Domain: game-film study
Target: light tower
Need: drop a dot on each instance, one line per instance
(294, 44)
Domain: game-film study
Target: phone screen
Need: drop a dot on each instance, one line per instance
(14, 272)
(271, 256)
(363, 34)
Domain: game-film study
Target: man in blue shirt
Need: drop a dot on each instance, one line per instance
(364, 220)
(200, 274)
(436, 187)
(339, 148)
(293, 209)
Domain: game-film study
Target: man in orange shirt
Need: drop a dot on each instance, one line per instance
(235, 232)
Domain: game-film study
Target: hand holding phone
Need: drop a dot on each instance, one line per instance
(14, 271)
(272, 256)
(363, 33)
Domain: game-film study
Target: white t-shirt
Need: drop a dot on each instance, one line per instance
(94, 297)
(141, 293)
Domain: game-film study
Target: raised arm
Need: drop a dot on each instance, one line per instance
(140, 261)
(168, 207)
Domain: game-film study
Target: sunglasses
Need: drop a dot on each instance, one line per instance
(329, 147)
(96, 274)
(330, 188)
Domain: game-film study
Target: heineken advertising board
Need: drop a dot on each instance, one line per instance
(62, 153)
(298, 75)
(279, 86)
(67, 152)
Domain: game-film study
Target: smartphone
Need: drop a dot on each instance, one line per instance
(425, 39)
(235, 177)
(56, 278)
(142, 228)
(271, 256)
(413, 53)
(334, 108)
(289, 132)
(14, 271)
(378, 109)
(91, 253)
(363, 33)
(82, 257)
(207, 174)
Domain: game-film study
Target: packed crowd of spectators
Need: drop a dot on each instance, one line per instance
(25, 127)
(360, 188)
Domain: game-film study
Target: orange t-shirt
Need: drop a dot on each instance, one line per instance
=======
** How to complete this task **
Word for word, restate the lines running from the one containing "Target: packed crowd of spectators" through the final line of the records above, and nothing besides.

** Solution for this exercise **
Target: packed crowd of spectators
Need: drop a dot on each instance, one line per instance
(25, 127)
(360, 188)
Domain: game-film study
Target: orange t-shirt
Need: drop a dot on each instance, one line per instance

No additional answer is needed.